* Set problem
Copy out, without any change, the entries that begin with the line containing "Annotate any visible cloud." and end with the line containing "[[0, 0, 350, 196]]", including both of those lines.
[start Material provided]
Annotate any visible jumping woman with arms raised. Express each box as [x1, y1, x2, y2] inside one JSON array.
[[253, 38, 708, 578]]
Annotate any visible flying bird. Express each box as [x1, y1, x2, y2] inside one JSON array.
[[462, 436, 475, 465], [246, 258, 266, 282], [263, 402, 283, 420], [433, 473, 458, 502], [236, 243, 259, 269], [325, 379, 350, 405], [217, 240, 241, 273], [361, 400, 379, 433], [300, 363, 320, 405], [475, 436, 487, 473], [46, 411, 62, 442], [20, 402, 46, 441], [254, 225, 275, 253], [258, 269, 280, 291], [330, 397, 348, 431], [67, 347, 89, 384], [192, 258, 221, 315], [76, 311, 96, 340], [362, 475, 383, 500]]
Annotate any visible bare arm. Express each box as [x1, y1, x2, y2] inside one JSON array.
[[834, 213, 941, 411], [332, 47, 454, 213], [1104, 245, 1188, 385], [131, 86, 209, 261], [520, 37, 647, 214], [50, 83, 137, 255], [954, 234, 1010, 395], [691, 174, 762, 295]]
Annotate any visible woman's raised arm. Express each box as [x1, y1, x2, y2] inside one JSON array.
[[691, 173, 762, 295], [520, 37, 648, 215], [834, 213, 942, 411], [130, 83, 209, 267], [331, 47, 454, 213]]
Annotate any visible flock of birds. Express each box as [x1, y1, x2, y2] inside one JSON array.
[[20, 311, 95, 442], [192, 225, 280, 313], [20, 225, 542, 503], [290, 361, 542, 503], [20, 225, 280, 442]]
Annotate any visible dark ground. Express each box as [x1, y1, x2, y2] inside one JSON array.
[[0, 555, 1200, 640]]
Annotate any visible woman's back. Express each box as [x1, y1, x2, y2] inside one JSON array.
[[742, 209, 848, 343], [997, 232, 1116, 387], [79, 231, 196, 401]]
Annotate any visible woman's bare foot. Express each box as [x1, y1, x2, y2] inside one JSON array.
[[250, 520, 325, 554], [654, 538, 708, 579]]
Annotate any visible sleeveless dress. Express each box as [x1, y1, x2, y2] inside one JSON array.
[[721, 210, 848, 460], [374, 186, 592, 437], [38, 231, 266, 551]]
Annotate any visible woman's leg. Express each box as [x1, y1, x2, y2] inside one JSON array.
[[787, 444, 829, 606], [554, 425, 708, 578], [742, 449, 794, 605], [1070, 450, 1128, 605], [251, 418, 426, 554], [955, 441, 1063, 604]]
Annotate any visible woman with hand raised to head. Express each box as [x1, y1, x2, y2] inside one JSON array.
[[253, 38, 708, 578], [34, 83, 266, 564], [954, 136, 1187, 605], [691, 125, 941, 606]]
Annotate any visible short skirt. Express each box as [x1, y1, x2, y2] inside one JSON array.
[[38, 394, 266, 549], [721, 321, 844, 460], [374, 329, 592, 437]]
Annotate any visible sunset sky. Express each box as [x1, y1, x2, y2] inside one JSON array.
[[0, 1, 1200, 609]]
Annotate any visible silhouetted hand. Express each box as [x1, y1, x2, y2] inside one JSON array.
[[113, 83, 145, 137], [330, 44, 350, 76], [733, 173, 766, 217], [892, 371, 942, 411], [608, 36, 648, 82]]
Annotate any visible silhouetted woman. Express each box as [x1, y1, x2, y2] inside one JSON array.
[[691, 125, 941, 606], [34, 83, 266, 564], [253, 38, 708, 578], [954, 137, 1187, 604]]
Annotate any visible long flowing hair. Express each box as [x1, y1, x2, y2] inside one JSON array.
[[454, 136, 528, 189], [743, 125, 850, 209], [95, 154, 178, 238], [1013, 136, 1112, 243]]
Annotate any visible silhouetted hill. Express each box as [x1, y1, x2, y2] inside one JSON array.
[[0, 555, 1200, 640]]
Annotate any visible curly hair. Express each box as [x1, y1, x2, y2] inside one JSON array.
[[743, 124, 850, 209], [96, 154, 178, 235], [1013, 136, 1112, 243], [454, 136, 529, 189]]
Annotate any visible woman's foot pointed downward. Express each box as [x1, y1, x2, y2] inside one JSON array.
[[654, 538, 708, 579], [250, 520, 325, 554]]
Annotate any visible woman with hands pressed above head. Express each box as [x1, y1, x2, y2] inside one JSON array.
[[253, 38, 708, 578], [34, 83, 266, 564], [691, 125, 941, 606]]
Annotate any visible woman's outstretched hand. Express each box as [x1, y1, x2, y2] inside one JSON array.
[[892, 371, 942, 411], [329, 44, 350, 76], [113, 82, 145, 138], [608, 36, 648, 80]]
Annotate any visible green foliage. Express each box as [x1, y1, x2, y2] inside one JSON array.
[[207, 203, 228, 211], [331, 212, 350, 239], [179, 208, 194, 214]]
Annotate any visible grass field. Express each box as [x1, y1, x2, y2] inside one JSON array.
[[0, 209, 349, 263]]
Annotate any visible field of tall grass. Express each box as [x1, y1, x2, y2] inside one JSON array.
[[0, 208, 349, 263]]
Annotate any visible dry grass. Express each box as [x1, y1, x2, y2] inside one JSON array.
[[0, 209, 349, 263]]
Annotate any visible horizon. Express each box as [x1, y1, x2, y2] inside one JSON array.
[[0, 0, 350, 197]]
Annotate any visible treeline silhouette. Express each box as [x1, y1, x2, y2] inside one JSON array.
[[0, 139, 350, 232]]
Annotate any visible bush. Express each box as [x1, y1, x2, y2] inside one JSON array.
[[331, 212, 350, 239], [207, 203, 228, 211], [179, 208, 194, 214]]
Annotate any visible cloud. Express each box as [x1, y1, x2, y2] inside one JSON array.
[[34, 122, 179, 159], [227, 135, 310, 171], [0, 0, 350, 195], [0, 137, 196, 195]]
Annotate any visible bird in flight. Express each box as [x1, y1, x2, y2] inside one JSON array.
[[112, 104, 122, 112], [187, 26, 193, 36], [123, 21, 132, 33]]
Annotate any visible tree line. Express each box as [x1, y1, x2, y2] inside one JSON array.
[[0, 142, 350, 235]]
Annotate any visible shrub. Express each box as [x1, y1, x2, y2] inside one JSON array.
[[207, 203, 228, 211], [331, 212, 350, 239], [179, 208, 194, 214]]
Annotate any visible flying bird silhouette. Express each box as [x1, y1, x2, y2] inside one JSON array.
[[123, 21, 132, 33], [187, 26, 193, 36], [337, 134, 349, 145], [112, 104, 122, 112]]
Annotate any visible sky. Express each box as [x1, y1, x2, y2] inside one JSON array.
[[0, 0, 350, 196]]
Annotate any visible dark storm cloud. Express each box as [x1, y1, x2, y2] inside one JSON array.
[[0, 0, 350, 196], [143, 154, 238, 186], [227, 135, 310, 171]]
[end Material provided]
[start Material provided]
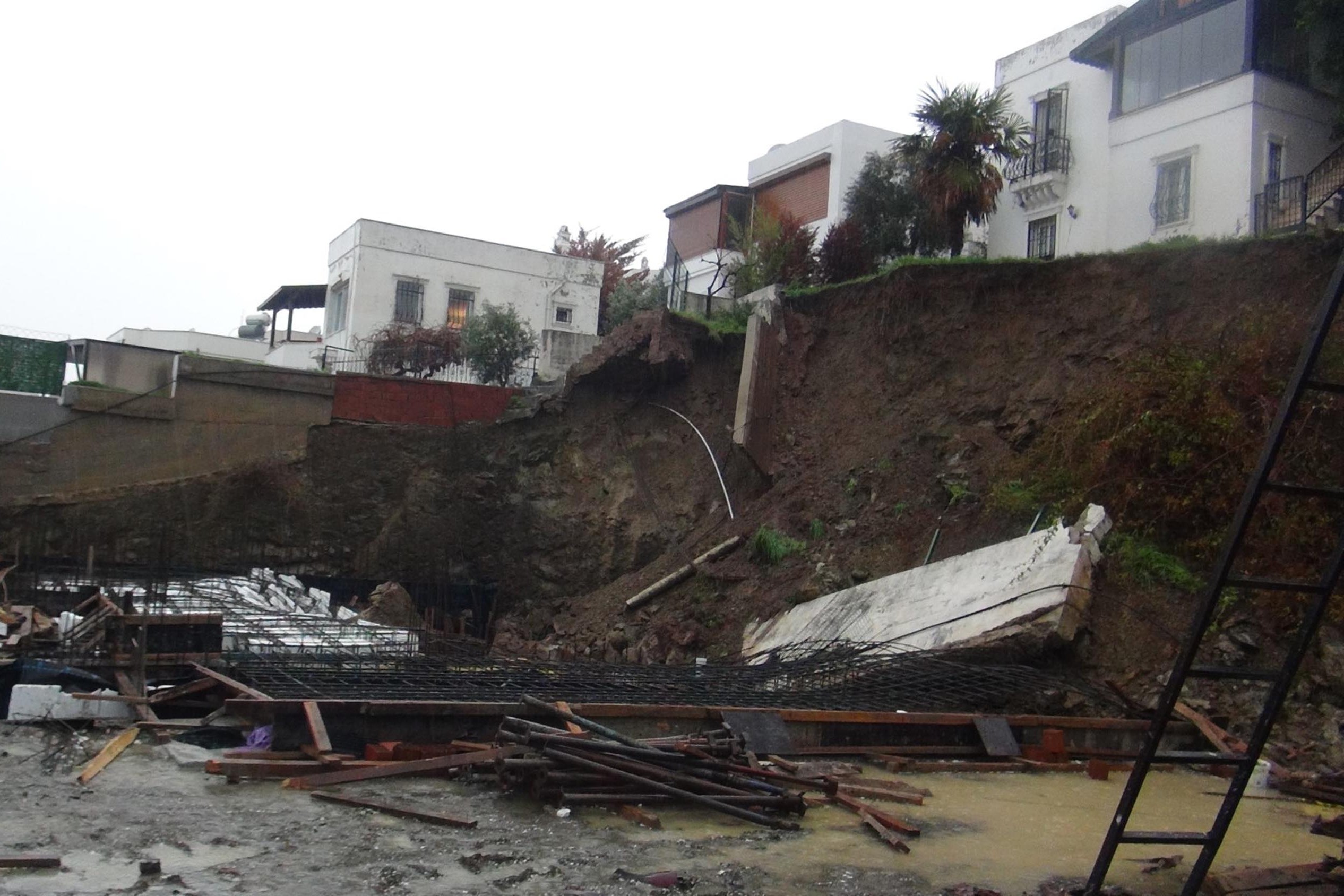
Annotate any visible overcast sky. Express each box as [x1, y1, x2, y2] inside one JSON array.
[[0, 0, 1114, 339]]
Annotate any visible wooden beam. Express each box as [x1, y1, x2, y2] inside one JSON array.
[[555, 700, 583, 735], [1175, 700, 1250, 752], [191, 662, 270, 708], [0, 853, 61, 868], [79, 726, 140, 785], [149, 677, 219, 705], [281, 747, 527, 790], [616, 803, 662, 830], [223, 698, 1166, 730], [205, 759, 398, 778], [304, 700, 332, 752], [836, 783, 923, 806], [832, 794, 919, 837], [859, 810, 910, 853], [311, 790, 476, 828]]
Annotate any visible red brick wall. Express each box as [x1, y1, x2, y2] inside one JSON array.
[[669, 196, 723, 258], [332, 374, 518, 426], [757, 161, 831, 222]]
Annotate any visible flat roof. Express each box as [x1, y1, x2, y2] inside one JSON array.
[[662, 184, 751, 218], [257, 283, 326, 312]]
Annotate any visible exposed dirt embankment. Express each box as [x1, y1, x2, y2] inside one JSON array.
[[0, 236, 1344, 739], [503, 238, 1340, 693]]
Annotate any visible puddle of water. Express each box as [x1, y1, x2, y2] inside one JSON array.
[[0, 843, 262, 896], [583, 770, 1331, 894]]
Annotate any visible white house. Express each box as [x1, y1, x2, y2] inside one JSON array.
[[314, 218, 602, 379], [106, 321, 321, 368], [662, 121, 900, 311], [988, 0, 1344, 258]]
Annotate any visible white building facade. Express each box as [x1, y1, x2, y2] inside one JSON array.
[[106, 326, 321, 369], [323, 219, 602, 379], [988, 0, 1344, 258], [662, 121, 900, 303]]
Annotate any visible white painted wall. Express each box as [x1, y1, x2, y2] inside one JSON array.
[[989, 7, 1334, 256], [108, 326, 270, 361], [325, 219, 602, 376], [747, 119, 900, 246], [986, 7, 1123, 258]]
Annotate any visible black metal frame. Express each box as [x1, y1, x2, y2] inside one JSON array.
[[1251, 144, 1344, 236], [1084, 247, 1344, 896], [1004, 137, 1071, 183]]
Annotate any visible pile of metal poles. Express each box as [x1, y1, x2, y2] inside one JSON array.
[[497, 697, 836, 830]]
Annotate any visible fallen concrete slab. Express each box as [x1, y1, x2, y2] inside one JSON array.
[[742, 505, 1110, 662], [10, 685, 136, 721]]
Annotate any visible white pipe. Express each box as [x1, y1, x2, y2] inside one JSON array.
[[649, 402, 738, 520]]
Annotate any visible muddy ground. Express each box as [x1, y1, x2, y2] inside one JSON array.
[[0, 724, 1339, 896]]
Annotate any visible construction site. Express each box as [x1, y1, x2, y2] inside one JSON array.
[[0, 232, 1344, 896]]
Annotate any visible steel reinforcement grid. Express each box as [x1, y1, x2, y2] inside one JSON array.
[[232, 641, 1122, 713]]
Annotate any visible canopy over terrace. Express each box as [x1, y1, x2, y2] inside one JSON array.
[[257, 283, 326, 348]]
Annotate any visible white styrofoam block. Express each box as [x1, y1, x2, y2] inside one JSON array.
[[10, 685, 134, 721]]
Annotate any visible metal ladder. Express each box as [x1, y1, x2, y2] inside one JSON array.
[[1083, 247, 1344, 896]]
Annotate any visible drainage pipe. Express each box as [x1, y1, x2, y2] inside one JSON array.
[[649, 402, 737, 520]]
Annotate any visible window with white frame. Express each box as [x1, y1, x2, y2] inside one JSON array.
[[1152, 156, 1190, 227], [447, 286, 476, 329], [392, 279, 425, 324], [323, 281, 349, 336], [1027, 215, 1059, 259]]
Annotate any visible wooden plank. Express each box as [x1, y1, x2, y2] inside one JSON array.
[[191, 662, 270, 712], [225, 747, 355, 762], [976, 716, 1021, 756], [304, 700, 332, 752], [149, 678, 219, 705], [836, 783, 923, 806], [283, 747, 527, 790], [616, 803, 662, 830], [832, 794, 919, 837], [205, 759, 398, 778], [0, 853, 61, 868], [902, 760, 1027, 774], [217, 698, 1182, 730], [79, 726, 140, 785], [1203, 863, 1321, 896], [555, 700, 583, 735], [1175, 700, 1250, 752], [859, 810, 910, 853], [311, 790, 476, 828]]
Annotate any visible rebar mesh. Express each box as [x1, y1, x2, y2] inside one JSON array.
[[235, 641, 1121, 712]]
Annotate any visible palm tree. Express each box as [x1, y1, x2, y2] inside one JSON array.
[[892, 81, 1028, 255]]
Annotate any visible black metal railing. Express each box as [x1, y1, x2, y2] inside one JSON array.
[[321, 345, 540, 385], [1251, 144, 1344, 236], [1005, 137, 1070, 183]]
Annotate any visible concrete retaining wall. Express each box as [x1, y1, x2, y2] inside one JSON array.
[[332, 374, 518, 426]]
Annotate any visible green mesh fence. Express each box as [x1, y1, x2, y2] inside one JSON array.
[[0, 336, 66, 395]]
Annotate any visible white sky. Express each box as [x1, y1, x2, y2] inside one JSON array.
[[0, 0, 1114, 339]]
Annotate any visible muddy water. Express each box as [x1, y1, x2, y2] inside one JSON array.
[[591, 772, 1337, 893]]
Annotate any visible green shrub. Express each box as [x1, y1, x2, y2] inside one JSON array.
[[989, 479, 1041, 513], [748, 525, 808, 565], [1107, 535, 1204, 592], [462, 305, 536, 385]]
[end Material provided]
* Result
Annotate any visible cloud. Express each box as [x1, y1, x2, y2] inside one JSON array.
[[34, 122, 179, 159], [227, 135, 310, 171], [0, 0, 350, 195], [0, 137, 196, 195]]
Annotate any visible bird in flight. Express each box as [x1, y1, x2, y2] inside one JSON array.
[[112, 104, 122, 112], [187, 26, 193, 36], [123, 21, 132, 33]]
Annotate any visible tree line. Express each box as [x1, y1, x2, y2] inside one JSON array.
[[0, 142, 350, 235]]
Annotate any visible shrub. Express each box as [x1, y1, x2, y2] inside one JSON array.
[[207, 203, 228, 211], [331, 212, 350, 239], [179, 208, 194, 214]]
Annotate any visible flying bird silhouette. Express each box as [x1, y1, x2, y2] inside one JSON array.
[[123, 21, 132, 33], [187, 26, 193, 36], [337, 134, 349, 145], [112, 104, 122, 112]]
Annotate any visible sky. Express each box as [x1, y1, x2, y2] inside one JSON array.
[[0, 0, 350, 196]]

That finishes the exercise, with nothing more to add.